Render every line of the material below as a JSON list of strings, one string per line, skipping blank lines. Leave the pictures out of your answer.

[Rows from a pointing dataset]
** Begin **
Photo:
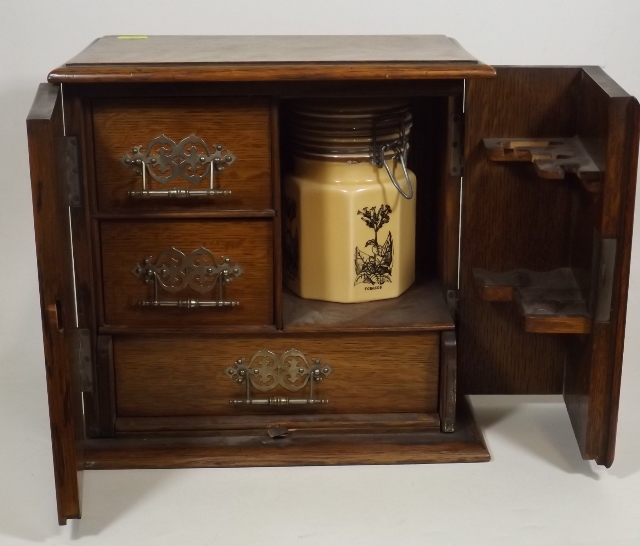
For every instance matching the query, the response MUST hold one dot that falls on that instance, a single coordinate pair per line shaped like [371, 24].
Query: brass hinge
[603, 271]
[71, 170]
[454, 143]
[452, 301]
[83, 356]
** End **
**SOLUTION FOR THIS TASK:**
[
  "Photo:",
  "For every instance matching the query, the response MUST hold one dot that falls on that instance, a single coordinate pair per line shaped like [371, 24].",
  "Query: brass hinge",
  "[603, 271]",
  "[71, 170]",
  "[454, 143]",
  "[452, 301]",
  "[83, 356]"
]